*PROBLEMS TO SOLVE*:
**a.** Reproduce verbatim the part of the Venice Pavilion article that runs from "What appealed to" down to "the same spirit.".
**b.** According to the Venice Pavilion article, in what decade was the original Pavilion built?

A graffiti master invokes groundbreaking West Los Angeles iconography

by Kyle Raymond Fitzpatrick

One of the finest moments of the “Beyond The Streets” exhibition is a tagged seating area at the end of the show. Featuring concrete, circular park seats, paint-covered walls along with alien turrets scattered around, it’s a writer’s paradise that brings the show back to its West Coast street art roots. It serves as a reminder (or introduction) to the casual, quick, and illegal joy scribbling on a public surface.

In partnership with Beyond The Streets, adidas Skateboarding recreated the iconic Venice Pavilion, a former West Los Angeles recreation area built in the 1960s that became the home to skaters, artists, and locals alike. The venue was eventually torn down in the early 2000s after falling into ruins, but remains—even in memory—a cultural hub that helped shape what we now know to be street art and skate culture. Los Angeles artist RISK was tapped not only to recreate the work he made at the original pavilion in the late 1980s, but also to explore what the Pavilion—and graffiti in general—means today.

To better understand how RISK approached bringing this site back to life, we spoke with the artist about his process. Further, we talked with Cullen Poythress of adidas Action Sports to understand the motivation for the brand’s involvement.

What appealed to you in taking on the Pavilion at “Beyond The Streets” for a canvas? How is it different and or similar to other surfaces you’ve covered?

RISK: The Venice Pavilion was so important to West Coast graffiti that I wanted to make sure the OG writers were there for the recreation and painted the installation in the same spirit.

It is nothing like my current work and doesn’t even reflect my work from the last 10 to 15 years, but the Pavilion was where I spent the first decade years of my graffiti career, so I recreated a piece that I did 30 years ago. The original piece was done one night with scrap cans I got from earlier that day. Back then, graffiti was very illegal in the Pavilion so we would go to the local train tracks during the day and paint the trackside off the beaten path, and paint the Pavilion at night.

Painting—or bombing, to be more accurate—was something I was very familiar with in those days. We used whatever we had and covered as much space as possible. I was the first to do top to bottoms at the Pavilion and at many of the places and things I painted. It was my drive to paint bigger, and better on anything and everything.

How do you see the final product fit into your practice, at large?

RISK: I recreated a piece that I did 30 years ago, so it was like painting in reverse. The original piece was done before I had honed my painting skills so when recreating the piece, I had to literally tune out and paint with a loose random chaotic stroke, almost as if I was a drunk kid. This piece felt more like an art school assignment rather than an actual piece. It was more difficult to achieve than expected, but it was incredibly satisfying to take the trip down memory lane.

What was your process—and, as obvious as it sounds, motivation—for bringing this location back to life?

*DATA ROWS*:
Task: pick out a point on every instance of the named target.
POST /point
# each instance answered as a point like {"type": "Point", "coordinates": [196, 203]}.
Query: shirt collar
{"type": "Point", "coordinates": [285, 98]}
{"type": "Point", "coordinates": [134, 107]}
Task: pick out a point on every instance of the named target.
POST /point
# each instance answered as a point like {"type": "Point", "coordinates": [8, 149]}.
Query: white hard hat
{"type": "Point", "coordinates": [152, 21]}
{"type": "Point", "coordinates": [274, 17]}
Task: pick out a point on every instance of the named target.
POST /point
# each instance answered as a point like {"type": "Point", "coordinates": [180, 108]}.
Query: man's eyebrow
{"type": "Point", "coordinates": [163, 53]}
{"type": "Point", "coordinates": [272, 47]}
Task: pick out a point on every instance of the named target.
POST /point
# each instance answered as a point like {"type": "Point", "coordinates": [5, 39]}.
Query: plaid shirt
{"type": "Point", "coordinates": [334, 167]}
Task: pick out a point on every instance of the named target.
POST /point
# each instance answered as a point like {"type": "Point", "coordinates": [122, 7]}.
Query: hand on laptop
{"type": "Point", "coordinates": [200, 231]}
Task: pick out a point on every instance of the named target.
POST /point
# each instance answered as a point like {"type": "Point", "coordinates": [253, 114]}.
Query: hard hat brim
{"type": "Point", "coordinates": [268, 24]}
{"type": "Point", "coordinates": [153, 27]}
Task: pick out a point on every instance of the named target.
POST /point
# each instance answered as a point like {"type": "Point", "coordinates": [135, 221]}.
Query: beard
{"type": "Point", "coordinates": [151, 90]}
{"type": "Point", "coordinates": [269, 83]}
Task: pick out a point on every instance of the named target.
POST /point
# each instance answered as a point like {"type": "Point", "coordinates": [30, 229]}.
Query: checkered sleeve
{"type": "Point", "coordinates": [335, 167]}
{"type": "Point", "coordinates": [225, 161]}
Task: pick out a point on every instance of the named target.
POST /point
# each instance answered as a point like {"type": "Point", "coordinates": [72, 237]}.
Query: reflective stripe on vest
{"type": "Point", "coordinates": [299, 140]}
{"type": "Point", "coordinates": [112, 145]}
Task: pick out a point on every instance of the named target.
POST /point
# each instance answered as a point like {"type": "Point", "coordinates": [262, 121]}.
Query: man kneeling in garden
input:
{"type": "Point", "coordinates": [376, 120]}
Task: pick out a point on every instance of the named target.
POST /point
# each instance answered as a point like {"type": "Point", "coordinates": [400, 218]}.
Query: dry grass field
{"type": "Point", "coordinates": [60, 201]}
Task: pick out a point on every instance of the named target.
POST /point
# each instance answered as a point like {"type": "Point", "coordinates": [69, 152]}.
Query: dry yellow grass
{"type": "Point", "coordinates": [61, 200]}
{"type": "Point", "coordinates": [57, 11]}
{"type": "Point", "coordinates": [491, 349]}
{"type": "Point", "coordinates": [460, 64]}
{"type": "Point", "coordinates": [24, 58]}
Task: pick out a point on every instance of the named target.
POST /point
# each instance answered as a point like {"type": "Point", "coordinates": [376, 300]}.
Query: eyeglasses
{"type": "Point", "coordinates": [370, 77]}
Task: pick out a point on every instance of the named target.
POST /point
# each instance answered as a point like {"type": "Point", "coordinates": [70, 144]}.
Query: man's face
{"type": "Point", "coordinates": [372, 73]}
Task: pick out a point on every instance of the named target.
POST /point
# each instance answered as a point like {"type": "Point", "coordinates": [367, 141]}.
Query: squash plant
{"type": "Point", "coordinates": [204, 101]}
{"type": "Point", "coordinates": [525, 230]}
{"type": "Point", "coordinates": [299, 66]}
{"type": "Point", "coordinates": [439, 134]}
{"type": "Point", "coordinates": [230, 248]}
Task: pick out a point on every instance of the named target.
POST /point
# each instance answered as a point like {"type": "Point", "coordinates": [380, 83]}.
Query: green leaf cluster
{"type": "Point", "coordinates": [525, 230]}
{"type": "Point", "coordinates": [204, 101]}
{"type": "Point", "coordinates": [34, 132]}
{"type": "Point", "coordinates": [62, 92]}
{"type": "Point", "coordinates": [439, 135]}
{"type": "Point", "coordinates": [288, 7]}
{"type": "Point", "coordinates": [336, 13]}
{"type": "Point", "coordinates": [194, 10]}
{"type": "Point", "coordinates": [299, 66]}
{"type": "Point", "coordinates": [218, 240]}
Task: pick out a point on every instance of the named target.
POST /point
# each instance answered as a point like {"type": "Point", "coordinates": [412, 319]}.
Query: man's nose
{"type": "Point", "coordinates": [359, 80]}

*FULL ANSWERS*:
**a.**
What appealed to you in taking on the Pavilion at “Beyond The Streets” for a canvas? How is it different and or similar to other surfaces you’ve covered?

RISK: The Venice Pavilion was so important to West Coast graffiti that I wanted to make sure the OG writers were there for the recreation and painted the installation in the same spirit.

**b.** The 1960s.